▸ **STATED TASK**
Write out every line of the entries below word for word, but leave the pictures out.

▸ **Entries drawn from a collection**
## START
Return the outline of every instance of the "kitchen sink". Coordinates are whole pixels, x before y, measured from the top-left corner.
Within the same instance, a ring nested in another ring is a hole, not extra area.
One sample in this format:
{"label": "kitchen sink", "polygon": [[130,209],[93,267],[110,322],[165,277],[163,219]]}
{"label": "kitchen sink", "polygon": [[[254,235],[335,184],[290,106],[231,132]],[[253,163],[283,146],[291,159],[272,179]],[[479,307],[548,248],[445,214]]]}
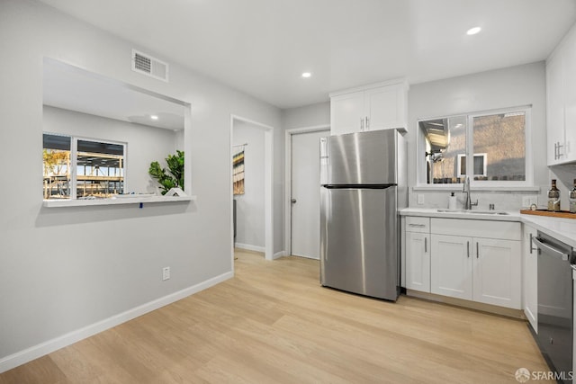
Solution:
{"label": "kitchen sink", "polygon": [[436,210],[442,213],[464,213],[464,214],[476,214],[476,215],[509,215],[503,210]]}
## END
▸ **WRITTEN ANSWER**
Return the outline of every instance of the "kitchen sink". Coordinates are whole pixels, x before y, measured from the top-left corner.
Within the same instance, a ring nested in another ring is a hole, not extra area.
One sample in this format:
{"label": "kitchen sink", "polygon": [[130,209],[93,267],[110,322],[165,277],[163,219]]}
{"label": "kitchen sink", "polygon": [[[254,235],[335,184],[290,106],[231,132]],[[253,163],[283,146],[291,159],[272,179]],[[479,307],[548,248],[445,214]]]}
Solution:
{"label": "kitchen sink", "polygon": [[436,210],[442,213],[464,213],[464,214],[476,214],[476,215],[509,215],[503,210]]}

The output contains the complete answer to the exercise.